• _Source data_:
·····

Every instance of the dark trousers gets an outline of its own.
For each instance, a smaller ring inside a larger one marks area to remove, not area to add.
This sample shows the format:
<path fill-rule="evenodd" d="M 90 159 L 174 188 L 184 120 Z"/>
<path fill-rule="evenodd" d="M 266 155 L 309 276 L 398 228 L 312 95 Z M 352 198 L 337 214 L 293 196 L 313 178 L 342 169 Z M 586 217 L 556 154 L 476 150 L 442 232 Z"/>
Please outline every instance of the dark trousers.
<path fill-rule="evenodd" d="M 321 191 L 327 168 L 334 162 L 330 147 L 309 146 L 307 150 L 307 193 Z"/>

·····

• _Your instructions_:
Return only those lines that run from the one containing "For each instance, a" through the end of the entries, keeping each exactly as written.

• _Answer to this exercise_:
For each instance, a smaller ring inside a larger one marks area to remove, not area to add.
This sample shows the format:
<path fill-rule="evenodd" d="M 90 159 L 174 188 L 184 120 Z"/>
<path fill-rule="evenodd" d="M 266 155 L 309 276 L 398 228 L 312 95 Z M 352 198 L 337 214 L 293 196 L 313 178 L 342 169 Z M 586 217 L 556 154 L 476 150 L 442 232 Z"/>
Please outline every instance of the dark trousers.
<path fill-rule="evenodd" d="M 321 191 L 327 168 L 334 162 L 330 147 L 309 146 L 307 150 L 307 193 Z"/>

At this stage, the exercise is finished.